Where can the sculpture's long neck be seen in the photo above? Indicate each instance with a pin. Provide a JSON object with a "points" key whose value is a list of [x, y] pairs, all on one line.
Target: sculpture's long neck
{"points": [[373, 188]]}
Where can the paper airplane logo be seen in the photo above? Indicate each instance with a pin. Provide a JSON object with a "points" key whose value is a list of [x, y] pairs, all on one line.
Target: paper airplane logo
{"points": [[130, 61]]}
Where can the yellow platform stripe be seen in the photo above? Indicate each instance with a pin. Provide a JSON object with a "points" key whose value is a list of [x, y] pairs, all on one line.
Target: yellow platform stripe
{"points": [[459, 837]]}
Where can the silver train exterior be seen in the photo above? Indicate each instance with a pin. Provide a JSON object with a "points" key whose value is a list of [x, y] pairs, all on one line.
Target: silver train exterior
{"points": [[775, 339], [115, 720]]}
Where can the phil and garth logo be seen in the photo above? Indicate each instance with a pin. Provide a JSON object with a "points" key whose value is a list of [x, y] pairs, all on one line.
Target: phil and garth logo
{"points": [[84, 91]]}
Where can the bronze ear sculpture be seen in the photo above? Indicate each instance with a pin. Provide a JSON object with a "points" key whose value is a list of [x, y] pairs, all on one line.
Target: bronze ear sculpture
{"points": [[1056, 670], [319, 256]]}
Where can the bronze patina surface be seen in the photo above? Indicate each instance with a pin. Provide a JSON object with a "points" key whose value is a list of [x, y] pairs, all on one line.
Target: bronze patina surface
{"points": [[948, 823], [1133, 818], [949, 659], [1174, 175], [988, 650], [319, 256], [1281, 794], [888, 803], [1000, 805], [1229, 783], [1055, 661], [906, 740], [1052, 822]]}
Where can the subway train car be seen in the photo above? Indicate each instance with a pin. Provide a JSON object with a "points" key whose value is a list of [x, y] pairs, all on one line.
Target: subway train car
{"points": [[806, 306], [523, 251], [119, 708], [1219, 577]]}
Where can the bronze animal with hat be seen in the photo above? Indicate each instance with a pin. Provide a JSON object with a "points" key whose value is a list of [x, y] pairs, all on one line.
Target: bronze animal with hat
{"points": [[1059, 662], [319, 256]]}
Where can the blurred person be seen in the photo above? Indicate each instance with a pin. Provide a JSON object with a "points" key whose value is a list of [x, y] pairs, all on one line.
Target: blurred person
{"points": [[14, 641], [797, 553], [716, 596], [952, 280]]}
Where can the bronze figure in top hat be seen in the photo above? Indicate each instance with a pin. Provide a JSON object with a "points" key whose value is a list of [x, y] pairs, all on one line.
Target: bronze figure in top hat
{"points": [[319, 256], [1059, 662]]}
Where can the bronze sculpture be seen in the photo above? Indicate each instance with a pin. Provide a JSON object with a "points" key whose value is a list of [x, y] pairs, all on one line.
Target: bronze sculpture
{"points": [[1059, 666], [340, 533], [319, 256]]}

Goal. Every line of the data above should be copied exactly.

The reply.
Where can the sculpture's long neck be seen in the photo above? Indicate each instance with a pin. Provide a JSON object with a "points" key whose value is a list of [x, y] pairs, all on one line.
Target: sculpture's long neck
{"points": [[373, 188]]}
Where can the paper airplane logo be seen in the photo above? Indicate each instance with a pin. Provide a JSON object with a "points" key whose value is a list of [x, y] pairs, all on one line.
Target: paper airplane logo
{"points": [[130, 61]]}
Where can the yellow platform stripe be seen in the photo above? Indicate each instance with a pin. Provide a JSON object with a "points" key whose value is a list of [x, y] pairs, all on one line.
Target: yellow platform stripe
{"points": [[459, 837]]}
Where can the silver train exterior be seen in the photo above? Indicate each instance with a pin. Provide a JSON object with a "points" key whose value is a list of [x, y] pairs, all on one line.
Target: silver train exterior
{"points": [[775, 339], [115, 720]]}
Where can the phil and garth logo be seen in the photo above? Indicate each instance with a pin. Provide a JSON object with a "points" key whose value is a list of [x, y] pairs, all on one line.
Target: phil and garth logo
{"points": [[84, 91]]}
Where can the bronze ear sculpture be seen in the photo above? Indicate each instance with a pin. Provide a JSON object with a "points" key whose value is a list of [x, y] pairs, all on one line.
Target: bronze ear sculpture
{"points": [[1056, 670], [319, 256]]}
Where can the bronze patina surface be seen in the photo above? Indicate each instance with a pin. Provide a JSON object with a "points" key whose value is a list of [x, y] pairs, all on one line.
Target: bronze patina surface
{"points": [[948, 823], [1133, 818], [949, 659], [1174, 175], [988, 650], [319, 256], [1281, 794], [888, 803], [1000, 805], [1229, 783], [1055, 661], [906, 740], [1052, 822]]}
Where can the subway train car be seen in the photo above? Indicate each instance with a pin. Provide a JSON object with a "points" key whose value is a list of [x, y] pairs, all on one line.
Target: subway train car
{"points": [[806, 306], [523, 251], [119, 708], [1219, 577]]}
Where can the bronze animal with hat be seen in the photo above? Indicate each instance with a pin. Provide a JSON object with a "points" key whose value is a list of [x, y] pairs, all on one line.
Target: bronze animal with hat
{"points": [[1059, 662], [319, 256]]}
Where can the blurred person be seen in the photo above? Indicate each instance with a pin. Provide a JSON object with a "points" key whose value is a list of [x, y] pairs, all on one line.
Target: blurred person
{"points": [[14, 641], [797, 553], [716, 596], [952, 280]]}
Where can the bronze figure in top hat be seen in the photo above? Indicate each instance with a pin. Provide a JSON object with a "points" key whose value is a list of [x, y] pairs, all on one line.
Target: bronze figure in top hat
{"points": [[319, 256], [1059, 662]]}
Where can the bronze sculpture be seen in the photo above? Indicate each instance with a pin. Provide a JSON object with a "points" key whose value is a list of [x, y] pairs, all on one line.
Target: bronze sculpture
{"points": [[1059, 666], [340, 533], [319, 256]]}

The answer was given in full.